AIM OF THE TASK -
Return every line of the items below word for word, leaving out the pictures.

Point annotation dataset items:
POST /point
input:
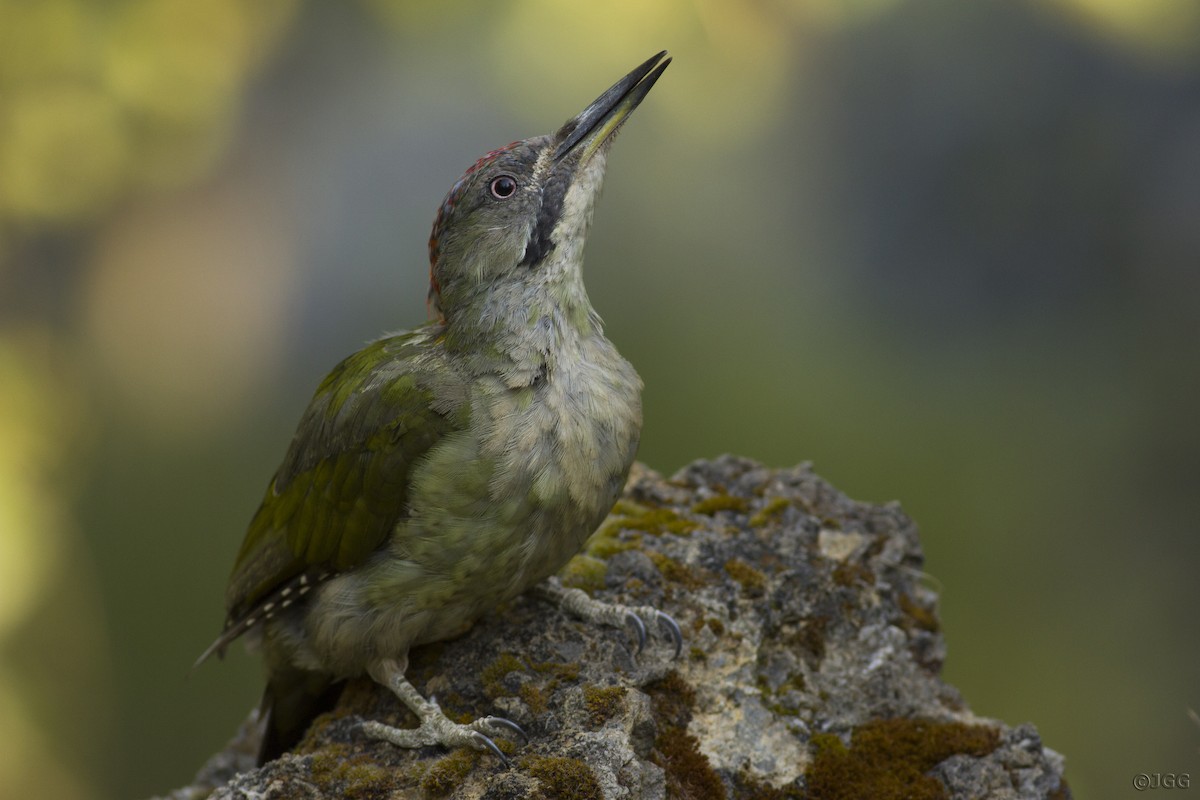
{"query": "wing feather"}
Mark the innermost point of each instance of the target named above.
(342, 486)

COMPLETED TASK -
POST /point
input:
{"query": "wing feather"}
Mark the innermost point of each instance of the target named above.
(342, 486)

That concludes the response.